**TEXTE À LIRE**
******

Titre : Mélodie au Crépuscule
Scénariste : Renaud Dillies
Dessinateur : Renaud Dillies
Parution : Octobre 2006
Etant très fan de Renaud Dillies, c’est avec plaisir que je suis tombé sur l’un de ses ouvrages à la médiathèque intitulé « Mélodie au crépuscule ». Cet ouvrage est hélas épuisé aujourd’hui. « Mélodie au crépuscule » est un one-shot de 78 pages scénarisé et dessiné par l’auteur. Il met en scène un oiseau tout en longueur appelé Scipion Nisimov qui va tenter d’apprendre le violon suite à sa rencontre avec Tchavolo Naguine, un gitan qui voyage seul avec sa roulotte.
Tous les thèmes de prédilection de Renaud Dillies se retrouvent dans cet ouvrage : les rencontres, l’amitié, la musique, la quête initiatique, l’intolérance, les gitans, le voyage… Ce sont de véritables obsessions chez l’auteur qui les développent toujours de façons différentes. Scipion a un métier insipide dans une ville agressive et va s’apercevoir que sa copine le trompe. Autant de remises en question qui vont le pousser à voyager et à s’échapper de ce monde qui le rejette.
Un ouvrage sur la solitude.
Cet ouvrage est avant tout sur la solitude. Entouré ou non, on sent comme Scipion est seul et incompris. Seule sa rencontre avec Tchavolo lui donne un soupçon d’espoir : il va apprendre à jouer du violon. Cependant, cet échappatoire va se révéler rapidement insuffisant et Scipion va rechercher ce qu’il a perdu : Tchavolo. En cela, on retrouve un peu l’histoire de « Bulles & Nacelles », bien que traité de façon très différente.
Encore une fois, Dillies parvient à construire un monde poétique, presque enfantin et pourtant très cruel. L’aspect onirique de l’ensemble est omniprésent et il n’est pas rare que rêve et réalité se mélangent. Les métaphores sont nombreuses et font toujours mouche. Ainsi, Scipion, écrasé par un poids énorme, en sera libéré par la musique de Tchavolo.

******

**MATÉRIEL SOURCE**
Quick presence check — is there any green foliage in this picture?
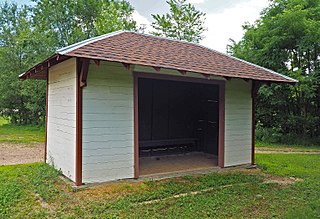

******

**EXERCICE COURT 1**
Recopiez le passage de la critique de « Mélodie au crépuscule » qui va de « Tous les thèmes » jusqu'à « qui le rejette. ».
**EXERCICE COURT 2**
Les affirmations suivantes sont-elles conformes à la critique de « Mélodie au crépuscule » ? Répondez par oui ou par non et citez à chaque fois les mots du texte qui permettent de trancher.
(a) L'ouvrage est un one-shot de 78 pages.
(b) Tchavolo Naguine voyage avec un groupe de gitans.
(c) Scipion exerce un métier passionnant.

**RÉPONSE ATTENDUE 1**
Tous les thèmes de prédilection de Renaud Dillies se retrouvent dans cet ouvrage : les rencontres, l’amitié, la musique, la quête initiatique, l’intolérance, les gitans, le voyage… Ce sont de véritables obsessions chez l’auteur qui les développent toujours de façons différentes. Scipion a un métier insipide dans une ville agressive et va s’apercevoir que sa copine le trompe. Autant de remises en question qui vont le pousser à voyager et à s’échapper de ce monde qui le rejette.

**RÉPONSE ATTENDUE 2**
(a) Oui : « un one-shot de 78 pages ».
(b) Non : « un gitan qui voyage seul avec sa roulotte ».
(c) Non : « Scipion a un métier insipide dans une ville agressive ».